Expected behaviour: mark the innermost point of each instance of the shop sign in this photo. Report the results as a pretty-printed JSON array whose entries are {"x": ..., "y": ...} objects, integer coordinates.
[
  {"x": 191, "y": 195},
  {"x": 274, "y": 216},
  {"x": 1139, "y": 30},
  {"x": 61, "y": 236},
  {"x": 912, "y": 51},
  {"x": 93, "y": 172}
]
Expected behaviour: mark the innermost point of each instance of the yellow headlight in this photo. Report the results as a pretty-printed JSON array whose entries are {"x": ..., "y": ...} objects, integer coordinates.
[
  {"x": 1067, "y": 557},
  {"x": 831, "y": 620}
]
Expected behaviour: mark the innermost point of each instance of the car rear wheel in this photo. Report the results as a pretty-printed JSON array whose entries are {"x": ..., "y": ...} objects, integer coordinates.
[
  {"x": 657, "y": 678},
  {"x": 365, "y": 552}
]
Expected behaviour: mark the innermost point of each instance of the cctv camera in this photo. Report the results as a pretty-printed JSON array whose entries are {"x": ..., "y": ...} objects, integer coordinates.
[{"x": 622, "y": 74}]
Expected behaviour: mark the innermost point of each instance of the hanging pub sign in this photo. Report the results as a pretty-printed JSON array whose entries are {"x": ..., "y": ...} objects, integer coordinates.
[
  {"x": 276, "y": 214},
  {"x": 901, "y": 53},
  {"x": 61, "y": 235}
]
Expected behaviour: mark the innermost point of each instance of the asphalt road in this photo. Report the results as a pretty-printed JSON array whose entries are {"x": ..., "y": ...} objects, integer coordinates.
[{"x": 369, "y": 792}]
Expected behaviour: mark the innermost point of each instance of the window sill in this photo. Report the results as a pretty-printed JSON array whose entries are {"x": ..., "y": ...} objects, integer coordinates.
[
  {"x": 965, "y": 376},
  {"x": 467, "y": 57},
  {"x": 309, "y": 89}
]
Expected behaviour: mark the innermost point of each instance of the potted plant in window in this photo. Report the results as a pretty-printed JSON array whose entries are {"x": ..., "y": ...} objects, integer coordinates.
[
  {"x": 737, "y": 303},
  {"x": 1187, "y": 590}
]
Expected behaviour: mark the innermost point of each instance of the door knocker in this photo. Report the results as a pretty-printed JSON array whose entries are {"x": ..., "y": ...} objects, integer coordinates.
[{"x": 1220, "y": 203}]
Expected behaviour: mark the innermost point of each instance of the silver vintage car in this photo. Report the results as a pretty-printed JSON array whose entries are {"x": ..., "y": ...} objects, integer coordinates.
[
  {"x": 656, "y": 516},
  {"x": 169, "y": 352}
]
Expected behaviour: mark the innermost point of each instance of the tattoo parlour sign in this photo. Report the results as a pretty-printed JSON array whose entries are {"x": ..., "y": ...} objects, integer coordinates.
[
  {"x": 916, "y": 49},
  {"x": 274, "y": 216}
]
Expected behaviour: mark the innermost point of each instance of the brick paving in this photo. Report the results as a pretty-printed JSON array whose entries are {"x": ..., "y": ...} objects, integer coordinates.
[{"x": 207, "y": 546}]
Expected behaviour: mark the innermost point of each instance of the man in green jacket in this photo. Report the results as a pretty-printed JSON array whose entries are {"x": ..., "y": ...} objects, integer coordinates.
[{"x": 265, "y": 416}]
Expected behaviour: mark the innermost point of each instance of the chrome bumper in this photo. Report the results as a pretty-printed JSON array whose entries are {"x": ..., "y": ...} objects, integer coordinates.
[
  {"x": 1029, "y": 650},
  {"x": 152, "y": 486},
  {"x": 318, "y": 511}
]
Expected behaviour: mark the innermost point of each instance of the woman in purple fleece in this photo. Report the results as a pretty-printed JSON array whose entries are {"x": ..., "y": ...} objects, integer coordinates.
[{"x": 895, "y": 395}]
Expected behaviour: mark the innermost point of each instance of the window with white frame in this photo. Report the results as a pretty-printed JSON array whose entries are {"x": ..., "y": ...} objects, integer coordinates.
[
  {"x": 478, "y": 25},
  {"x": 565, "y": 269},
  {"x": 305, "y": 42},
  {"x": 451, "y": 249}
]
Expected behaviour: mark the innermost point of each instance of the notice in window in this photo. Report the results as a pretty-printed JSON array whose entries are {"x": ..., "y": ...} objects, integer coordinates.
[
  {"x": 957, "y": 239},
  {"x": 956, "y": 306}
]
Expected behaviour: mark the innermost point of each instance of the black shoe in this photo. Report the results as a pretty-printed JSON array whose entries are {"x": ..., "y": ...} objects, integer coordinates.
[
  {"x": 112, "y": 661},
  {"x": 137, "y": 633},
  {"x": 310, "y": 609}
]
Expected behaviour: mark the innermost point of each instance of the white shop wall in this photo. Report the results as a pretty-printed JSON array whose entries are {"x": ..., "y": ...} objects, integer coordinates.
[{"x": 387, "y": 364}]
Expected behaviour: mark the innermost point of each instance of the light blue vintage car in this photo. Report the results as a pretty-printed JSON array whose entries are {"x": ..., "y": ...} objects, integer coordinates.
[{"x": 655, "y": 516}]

□ □ □

#### Assignment
Would you retype all of the lines shown above, exactly as given?

#### Result for this exercise
Expected behaviour: mark the innermost point of each instance of the shop sign in this photo. Report the results as a pretty-printed JSON array whose entries are {"x": ..., "y": ...} objects, integer coordinates.
[
  {"x": 191, "y": 195},
  {"x": 274, "y": 216},
  {"x": 1139, "y": 30},
  {"x": 61, "y": 236},
  {"x": 912, "y": 51},
  {"x": 93, "y": 172}
]
Expected behaviour: mark the innermost point of each instance of the yellow headlight in this photo. Report the results as a pretty-printed JSON array whose entries are {"x": ..., "y": ...} objects, integer coordinates.
[
  {"x": 1067, "y": 557},
  {"x": 831, "y": 620}
]
Expected behaviour: mark the innermost point of each instance of the car rear wheel in this photo. Report the results as a pretty-printed JSON array whose entries are {"x": ..., "y": ...} objects, integer coordinates.
[
  {"x": 657, "y": 678},
  {"x": 365, "y": 552}
]
Expected behaviour: mark the innermost point of each instance of the cctv camera in this photo. Report the results as a pretty-printed JSON array whose entries are {"x": ..., "y": ...} objects, integer coordinates.
[{"x": 622, "y": 74}]
Expected behaviour: mark the innermost point of each instance of the hanging pub sign in this photo. Report the results as a pretty-printed JSON array whose entries are {"x": ..., "y": ...} objects, integer coordinates.
[
  {"x": 276, "y": 214},
  {"x": 901, "y": 53},
  {"x": 61, "y": 235}
]
Expected behaviour: mark the innermost point of each instance of the asphalt road in this photo. Report the results as a pretty-printed JSON array whose entries are {"x": ..., "y": ...} objects, integer coordinates.
[{"x": 369, "y": 792}]
Expected behaviour: mark the innermost point of each instance of the window sill in this photo. Report the results as a pretty-printed JSON array whose entries are {"x": ..., "y": ...} objects, integer coordinates.
[
  {"x": 965, "y": 376},
  {"x": 467, "y": 57},
  {"x": 309, "y": 89}
]
Expected behaviour: mark the innermost point of each instance of the potted plant in window in this photo. Report the results as a pretty-printed JSON array whose entries are {"x": ..., "y": ...} objects, integer coordinates.
[
  {"x": 737, "y": 303},
  {"x": 1187, "y": 590}
]
Expected behaviour: mark the innermost point of each instance of the door knocker in this photo. Report the results as a pretty-printed JSON array whose entries are {"x": ..., "y": ...} objects, integer coordinates.
[{"x": 1220, "y": 203}]
Expected behaviour: mark the innermost point of each instance of the silver vintage car in this photo. Report the results as a pretty-printed JSON array whose entries are {"x": ..., "y": ...} objects, integer coordinates.
[
  {"x": 656, "y": 516},
  {"x": 169, "y": 352}
]
Expected behaviour: mark the innermost point of each instance of the tattoo parlour sign in this photo. Report the results as a pretty-printed JSON array whose entries are {"x": ..., "y": ...} objects, integer coordinates.
[
  {"x": 916, "y": 49},
  {"x": 274, "y": 216}
]
Expected behaviour: mark the innermost point of each instance of the brick paving in this photo. Report the results as a pretty-printed JSON array whose entries are {"x": ..., "y": ...} objects, integer coordinates.
[{"x": 207, "y": 546}]
Expected behaviour: mark the innermost point of each instance of the man in green jacket in this photo. Report the results as a pretty-printed JSON array whose entries are {"x": ..., "y": ...} objects, integer coordinates.
[{"x": 265, "y": 416}]
Expected behaviour: mark the innermost point of each instance of the chrome bumper in this photo. Report the results as a pretty-printed JSON array whose entries are {"x": ..., "y": ...} objects, integer coordinates.
[
  {"x": 1029, "y": 650},
  {"x": 152, "y": 486},
  {"x": 318, "y": 511}
]
Expected behaviour: mark the innermost point of each instance of the woman in purple fleece in this photo. Report the results as a pretty-printed JSON array whose entries are {"x": ..., "y": ...} objects, integer coordinates.
[{"x": 895, "y": 395}]
Expected behaviour: mark the innermost point of each instance of the window with white frame in this photo. Report the results as a pretty-printed JSON array whose entries are {"x": ..., "y": ...} objects, integer coordinates.
[
  {"x": 478, "y": 25},
  {"x": 565, "y": 269},
  {"x": 305, "y": 42},
  {"x": 451, "y": 249}
]
Expected behaviour: mark the innermost point of each instance of the notice in window in this photo. Report the results as a pretty-printed JSON array whose entries are {"x": ..., "y": ...} objects, integer coordinates.
[
  {"x": 957, "y": 239},
  {"x": 956, "y": 306}
]
Expected behaviour: mark the innermost point of each instance of the black shoe in this photo. Report the results as a pretty-printed JSON array whose entries are {"x": ..., "y": ...} objects, integer coordinates.
[
  {"x": 112, "y": 661},
  {"x": 137, "y": 633},
  {"x": 310, "y": 609}
]
Expected behaviour: mark the innermost point of each instance of the white shop wall in this photo. Report the results as a pretty-printed JSON array whose entries are {"x": ..., "y": ...} objects, integer coordinates.
[{"x": 387, "y": 364}]
Expected behaviour: mark the innermost point of each instance of the light blue vintage car in this photo. Report the results as a pretty-printed JSON array whose entries are {"x": ..., "y": ...} objects, integer coordinates.
[{"x": 655, "y": 516}]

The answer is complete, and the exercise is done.